What you will do:
For this exercise, transcribe all the entries exactly as given and omit the images.

[Region pointing data]
────────

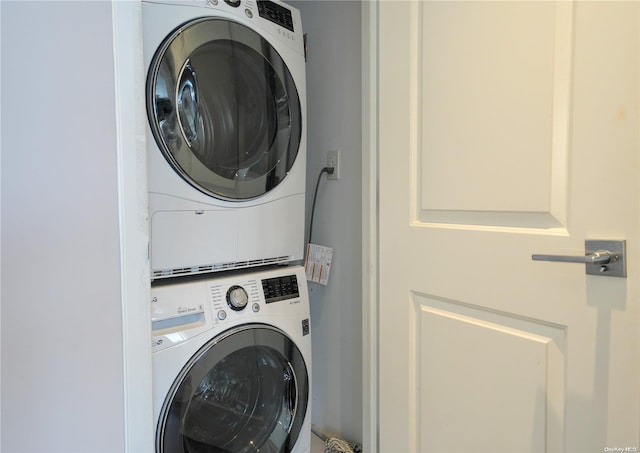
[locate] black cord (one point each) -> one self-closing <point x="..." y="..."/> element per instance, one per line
<point x="329" y="171"/>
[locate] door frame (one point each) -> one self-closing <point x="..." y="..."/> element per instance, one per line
<point x="370" y="267"/>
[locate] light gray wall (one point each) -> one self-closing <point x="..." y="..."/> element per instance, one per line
<point x="61" y="322"/>
<point x="334" y="122"/>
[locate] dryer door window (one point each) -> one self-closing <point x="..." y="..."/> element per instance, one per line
<point x="245" y="391"/>
<point x="224" y="109"/>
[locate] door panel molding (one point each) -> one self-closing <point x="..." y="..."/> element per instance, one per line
<point x="448" y="96"/>
<point x="454" y="340"/>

────────

Written response:
[locate] black cord (one point each) -> one self-closing <point x="..." y="..."/> element per instance, one per line
<point x="329" y="171"/>
[locate] door frame (one point each) -> one self-closing <point x="..." y="..."/> element per instance, one per line
<point x="370" y="267"/>
[locate] light gray wall (one point each) -> one self-closing <point x="..." y="..."/> element per instance, one per line
<point x="61" y="322"/>
<point x="334" y="122"/>
[locate] dryer door window (one point each) -> one self-closing <point x="..." y="..."/> element per instance, one per line
<point x="245" y="391"/>
<point x="224" y="109"/>
[locate] door panel molding (one point each) -> one self-closing <point x="..." y="..."/> element per instance, one per line
<point x="448" y="96"/>
<point x="454" y="340"/>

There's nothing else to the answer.